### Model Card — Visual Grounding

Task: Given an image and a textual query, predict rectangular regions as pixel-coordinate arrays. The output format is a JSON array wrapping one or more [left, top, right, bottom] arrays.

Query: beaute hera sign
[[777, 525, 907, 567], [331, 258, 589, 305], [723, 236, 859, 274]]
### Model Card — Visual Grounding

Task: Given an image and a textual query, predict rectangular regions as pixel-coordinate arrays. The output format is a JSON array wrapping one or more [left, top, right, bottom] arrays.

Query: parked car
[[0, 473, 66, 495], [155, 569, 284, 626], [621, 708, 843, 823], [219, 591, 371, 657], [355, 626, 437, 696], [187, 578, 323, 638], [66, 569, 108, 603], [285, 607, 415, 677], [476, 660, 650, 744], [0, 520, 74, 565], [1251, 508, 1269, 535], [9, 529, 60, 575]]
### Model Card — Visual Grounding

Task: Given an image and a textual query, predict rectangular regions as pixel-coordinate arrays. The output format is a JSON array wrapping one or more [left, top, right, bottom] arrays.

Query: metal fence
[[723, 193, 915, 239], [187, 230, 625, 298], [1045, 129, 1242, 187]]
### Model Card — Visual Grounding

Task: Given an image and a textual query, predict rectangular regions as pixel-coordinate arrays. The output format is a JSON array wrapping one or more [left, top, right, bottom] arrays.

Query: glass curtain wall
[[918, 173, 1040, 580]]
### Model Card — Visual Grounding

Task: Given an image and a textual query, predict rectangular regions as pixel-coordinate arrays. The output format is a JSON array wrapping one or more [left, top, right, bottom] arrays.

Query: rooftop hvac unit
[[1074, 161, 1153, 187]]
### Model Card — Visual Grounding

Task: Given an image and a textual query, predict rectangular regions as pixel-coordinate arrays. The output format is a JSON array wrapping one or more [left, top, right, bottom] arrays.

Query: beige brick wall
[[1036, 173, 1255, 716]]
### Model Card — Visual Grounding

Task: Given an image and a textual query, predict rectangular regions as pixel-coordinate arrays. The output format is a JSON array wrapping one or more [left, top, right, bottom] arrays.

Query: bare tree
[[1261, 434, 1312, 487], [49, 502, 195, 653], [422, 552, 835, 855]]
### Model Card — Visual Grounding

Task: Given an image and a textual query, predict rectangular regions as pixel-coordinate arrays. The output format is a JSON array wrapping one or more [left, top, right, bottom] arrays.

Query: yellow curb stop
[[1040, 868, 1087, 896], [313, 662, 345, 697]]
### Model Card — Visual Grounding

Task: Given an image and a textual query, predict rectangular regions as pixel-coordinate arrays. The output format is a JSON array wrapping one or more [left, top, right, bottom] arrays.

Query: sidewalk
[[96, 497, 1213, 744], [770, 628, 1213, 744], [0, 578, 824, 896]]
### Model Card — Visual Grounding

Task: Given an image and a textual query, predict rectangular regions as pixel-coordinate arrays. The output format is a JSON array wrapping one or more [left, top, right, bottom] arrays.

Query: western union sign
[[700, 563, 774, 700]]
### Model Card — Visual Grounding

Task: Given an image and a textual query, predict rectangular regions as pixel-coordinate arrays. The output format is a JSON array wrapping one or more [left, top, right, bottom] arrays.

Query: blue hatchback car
● ● ● ●
**WHAT IS EXPECTED**
Show every line of the records above that contains the word "sign". Case counts.

**RESULT OF THIS EXERCISE**
Query: beaute hera sign
Query: western union sign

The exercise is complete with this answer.